→ **WORK REQUIRED**: Pick out every line below that contains the word "mountain" and copy each one.

Location identification entries:
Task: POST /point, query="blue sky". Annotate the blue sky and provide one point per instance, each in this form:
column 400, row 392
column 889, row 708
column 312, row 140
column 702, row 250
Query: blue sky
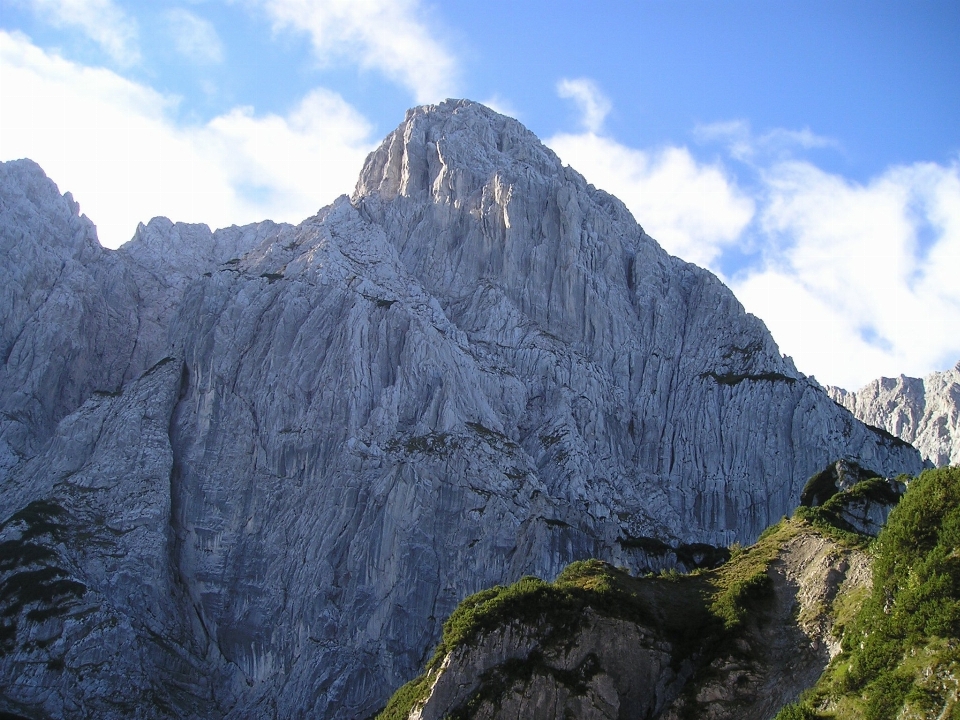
column 807, row 152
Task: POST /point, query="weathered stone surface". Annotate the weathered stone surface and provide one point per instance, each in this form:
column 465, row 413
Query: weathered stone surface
column 109, row 636
column 923, row 411
column 477, row 367
column 76, row 318
column 611, row 668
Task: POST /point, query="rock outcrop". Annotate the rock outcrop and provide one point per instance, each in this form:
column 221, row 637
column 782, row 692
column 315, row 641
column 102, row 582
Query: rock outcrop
column 923, row 411
column 606, row 667
column 477, row 367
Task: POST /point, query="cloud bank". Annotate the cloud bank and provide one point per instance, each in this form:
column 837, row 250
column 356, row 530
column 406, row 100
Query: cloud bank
column 854, row 281
column 116, row 145
column 384, row 35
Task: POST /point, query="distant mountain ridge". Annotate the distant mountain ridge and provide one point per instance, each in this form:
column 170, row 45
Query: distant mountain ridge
column 246, row 473
column 924, row 412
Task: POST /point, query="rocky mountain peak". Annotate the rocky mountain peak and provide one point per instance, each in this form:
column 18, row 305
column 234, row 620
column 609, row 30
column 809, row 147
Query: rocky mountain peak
column 476, row 368
column 448, row 152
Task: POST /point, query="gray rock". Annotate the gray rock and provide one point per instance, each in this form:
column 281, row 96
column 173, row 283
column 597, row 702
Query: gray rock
column 607, row 668
column 477, row 367
column 924, row 412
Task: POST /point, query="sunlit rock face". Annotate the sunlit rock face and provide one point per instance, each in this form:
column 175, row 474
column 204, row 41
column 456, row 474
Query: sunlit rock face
column 925, row 412
column 477, row 367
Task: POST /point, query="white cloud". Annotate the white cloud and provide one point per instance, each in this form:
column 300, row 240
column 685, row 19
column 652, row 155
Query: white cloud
column 385, row 35
column 693, row 210
column 859, row 281
column 854, row 281
column 113, row 143
column 592, row 103
column 193, row 37
column 779, row 143
column 100, row 20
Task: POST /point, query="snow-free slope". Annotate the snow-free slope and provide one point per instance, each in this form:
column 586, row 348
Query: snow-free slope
column 477, row 367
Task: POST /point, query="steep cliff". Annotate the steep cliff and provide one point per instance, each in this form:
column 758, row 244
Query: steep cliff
column 737, row 642
column 477, row 367
column 923, row 411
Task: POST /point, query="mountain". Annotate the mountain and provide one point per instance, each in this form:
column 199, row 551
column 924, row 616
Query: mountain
column 923, row 411
column 266, row 462
column 806, row 617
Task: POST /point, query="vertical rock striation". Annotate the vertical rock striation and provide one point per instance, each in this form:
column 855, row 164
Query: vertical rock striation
column 477, row 367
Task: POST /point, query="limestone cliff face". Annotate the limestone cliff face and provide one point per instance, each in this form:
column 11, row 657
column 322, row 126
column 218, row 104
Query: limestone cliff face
column 477, row 367
column 923, row 411
column 610, row 668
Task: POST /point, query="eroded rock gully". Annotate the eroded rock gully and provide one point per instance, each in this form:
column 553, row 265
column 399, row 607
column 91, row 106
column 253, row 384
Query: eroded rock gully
column 477, row 367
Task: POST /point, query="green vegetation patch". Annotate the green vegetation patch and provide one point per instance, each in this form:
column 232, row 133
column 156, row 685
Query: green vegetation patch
column 741, row 583
column 901, row 653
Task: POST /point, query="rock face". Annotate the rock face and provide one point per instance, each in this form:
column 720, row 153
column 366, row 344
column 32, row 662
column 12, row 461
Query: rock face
column 923, row 411
column 477, row 367
column 610, row 668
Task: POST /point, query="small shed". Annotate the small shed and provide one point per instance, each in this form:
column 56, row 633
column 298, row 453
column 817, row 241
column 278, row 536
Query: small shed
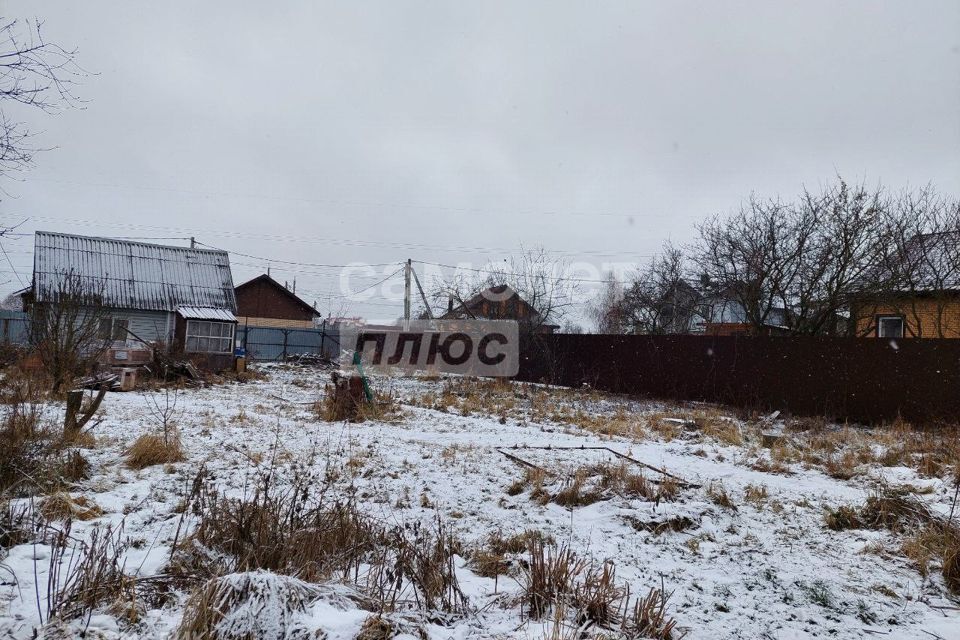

→ **WORKED SOLUTION**:
Task: POST /point, query="distant mountain ridge". Annotate the distant mountain ridge and provide one point per instance, each in this form:
Query: distant mountain ridge
Task: POST /point, query="rocky mountain peak". Annotate the rocky mountain peak and provide one point per instance, each in this form:
Query: rocky mountain peak
Task: POST /point, query="mountain". Annotate the mountain and provide one point per instance, each in this form:
Query: mountain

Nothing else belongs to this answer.